# EXCERTO
Todos os anos, no Natal, são oferecidos animais. Muitos deles, comprados a lojas que têm em vista o lucro, mais do que o bem-estar dos animais que criam. Enquanto isso, nos canis e associações de animais, existem milhares que esperam uma casa quente e um aconchego no colo de alguém.
A maior parte já foi abandonada pelo mesmo colo que lhe jurou amor eterno, mas que se descartou de si à primeira dificuldade. As desculpas, conhecemo-las todas. Ou porque se vai de férias e não se tem com quem deixar, ou porque nasceu um bebé, ou porque o animal está doente e velho e não se tem disponibilidade ou recursos para o acompanhar e tratar, ou porque foi um presente de Natal que cresceu mais do que o esperado e que agora vai para o lixo, juntamente com os outros presentes de Natal que já não servem.

Excertos de um conjunto de dados
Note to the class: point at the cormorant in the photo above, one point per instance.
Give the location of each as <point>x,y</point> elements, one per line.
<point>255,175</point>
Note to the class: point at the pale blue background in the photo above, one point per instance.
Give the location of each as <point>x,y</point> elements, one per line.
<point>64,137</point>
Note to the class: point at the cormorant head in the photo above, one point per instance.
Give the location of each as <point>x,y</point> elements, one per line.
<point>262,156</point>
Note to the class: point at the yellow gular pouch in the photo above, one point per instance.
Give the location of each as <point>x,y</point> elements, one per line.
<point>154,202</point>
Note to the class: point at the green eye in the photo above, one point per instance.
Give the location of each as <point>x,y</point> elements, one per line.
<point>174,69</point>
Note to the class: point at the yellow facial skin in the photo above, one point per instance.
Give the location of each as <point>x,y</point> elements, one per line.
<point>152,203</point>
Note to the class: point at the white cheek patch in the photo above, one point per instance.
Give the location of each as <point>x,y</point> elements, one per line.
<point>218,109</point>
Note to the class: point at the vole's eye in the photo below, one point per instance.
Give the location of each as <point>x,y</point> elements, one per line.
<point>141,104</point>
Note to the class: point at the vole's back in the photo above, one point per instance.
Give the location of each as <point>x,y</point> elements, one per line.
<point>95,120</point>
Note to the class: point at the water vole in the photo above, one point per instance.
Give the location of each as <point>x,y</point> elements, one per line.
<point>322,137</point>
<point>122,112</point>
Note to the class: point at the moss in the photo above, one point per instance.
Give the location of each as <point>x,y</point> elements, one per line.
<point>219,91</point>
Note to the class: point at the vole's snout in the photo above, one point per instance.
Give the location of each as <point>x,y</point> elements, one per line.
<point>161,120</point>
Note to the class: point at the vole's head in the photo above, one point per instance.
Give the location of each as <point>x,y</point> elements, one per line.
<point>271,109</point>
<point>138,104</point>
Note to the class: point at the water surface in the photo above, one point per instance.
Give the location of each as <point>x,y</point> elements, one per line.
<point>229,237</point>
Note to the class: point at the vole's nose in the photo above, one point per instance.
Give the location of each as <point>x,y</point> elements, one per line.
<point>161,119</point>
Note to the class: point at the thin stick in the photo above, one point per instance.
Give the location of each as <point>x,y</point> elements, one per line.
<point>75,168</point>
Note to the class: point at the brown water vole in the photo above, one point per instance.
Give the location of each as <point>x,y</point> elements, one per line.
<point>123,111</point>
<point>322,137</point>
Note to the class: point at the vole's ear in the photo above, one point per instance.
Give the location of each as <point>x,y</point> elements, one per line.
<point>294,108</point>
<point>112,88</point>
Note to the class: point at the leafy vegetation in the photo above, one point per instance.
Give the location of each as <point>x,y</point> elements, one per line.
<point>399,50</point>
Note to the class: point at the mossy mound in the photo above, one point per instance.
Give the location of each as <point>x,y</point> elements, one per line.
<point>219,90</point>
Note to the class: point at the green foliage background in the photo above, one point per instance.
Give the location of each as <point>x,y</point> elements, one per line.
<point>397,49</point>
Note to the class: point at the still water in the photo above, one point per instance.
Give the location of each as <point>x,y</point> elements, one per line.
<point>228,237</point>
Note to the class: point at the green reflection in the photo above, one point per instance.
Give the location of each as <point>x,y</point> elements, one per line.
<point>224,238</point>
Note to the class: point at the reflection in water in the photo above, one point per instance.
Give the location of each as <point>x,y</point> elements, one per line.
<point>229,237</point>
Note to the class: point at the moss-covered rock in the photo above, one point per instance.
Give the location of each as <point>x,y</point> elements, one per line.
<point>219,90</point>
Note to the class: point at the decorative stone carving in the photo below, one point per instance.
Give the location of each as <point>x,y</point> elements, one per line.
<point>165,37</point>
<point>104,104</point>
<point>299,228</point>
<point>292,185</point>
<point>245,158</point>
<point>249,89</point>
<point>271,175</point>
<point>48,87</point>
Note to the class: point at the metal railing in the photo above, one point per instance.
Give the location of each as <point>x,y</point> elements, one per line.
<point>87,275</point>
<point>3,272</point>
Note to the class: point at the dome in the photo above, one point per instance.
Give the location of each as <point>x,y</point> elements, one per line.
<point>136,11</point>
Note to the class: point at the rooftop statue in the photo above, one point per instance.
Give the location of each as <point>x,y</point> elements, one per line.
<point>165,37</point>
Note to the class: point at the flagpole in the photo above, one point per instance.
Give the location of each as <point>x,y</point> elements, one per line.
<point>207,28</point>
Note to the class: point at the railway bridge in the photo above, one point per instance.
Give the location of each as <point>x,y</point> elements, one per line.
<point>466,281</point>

# TAREFA 1
Responda a estas perguntas com base no texto sobre o abandono de animais:
(a) Segundo o texto, o que têm em vista as lojas onde muitos animais são comprados?
(b) Nos canis e associações, o que esperam os milhares de animais?
(c) Qual é a primeira desculpa para o abandono que o texto enumera?
# TAREFA 2
Reproduza fielmente o trecho do texto sobre o abandono de animais que vai de "A maior parte" até "já não servem.", incluindo estas últimas palavras.
# TAREFA 3
Prossiga o texto sobre o abandono de animais, escrevendo o que viria logo após a última frase apresentada.
Os registos não têm qualquer relação com o texto sobre o abandono de animais.

# RESPOSTA 1
(a) Têm em vista o lucro, mais do que o bem-estar dos animais que criam.
(b) Esperam uma casa quente e um aconchego no colo de alguém.
(c) Ir de férias e não ter com quem deixar o animal.

# RESPOSTA 2
A maior parte já foi abandonada pelo mesmo colo que lhe jurou amor eterno, mas que se descartou de si à primeira dificuldade. As desculpas, conhecemo-las todas. Ou porque se vai de férias e não se tem com quem deixar, ou porque nasceu um bebé, ou porque o animal está doente e velho e não se tem disponibilidade ou recursos para o acompanhar e tratar, ou porque foi um presente de Natal que cresceu mais do que o esperado e que agora vai para o lixo, juntamente com os outros presentes de Natal que já não servem.

# RESPOSTA 3
O problema está em teimar considerar-se um animal como uma coisa, um objecto que tem «dono», ao invés de um ser senciente que está integrado numa família e que faz parte dela como qualquer outro membro humano. Se já olharam nos olhos de um outro mamífero, terão percebido o que agora a ciência começa a descobrir: os animais criam ligações emocionais, têm memória, fundamental na construção dessas mesmas ligações e sofrem quando magoados física e psicologicamente.
Se assim não fosse, como explicaríamos os casos de animais que arriscam a vida para salvar os seus companheiros humanos ou outros companheiros animais? O instinto não explicaria por que um macaco na Índia passa 20 minutos a tentar reanimar um outro macaco que, tendo atravessado a linha de comboio, tombou electrocutado e inconsciente, tendo sido salvo pelo seu herói primata, que, incansável, o sacode, morde, deita-lhe água, até que finalmente acorda, são e salvo, perante o olhar de centenas de pessoas que assistiam, enquanto esperavam o comboio. Ou o cão vadio que vê o seu companheiro de rua morto, atropelado e o tenta trazer para a segurança da berma, arriscando a própria vida.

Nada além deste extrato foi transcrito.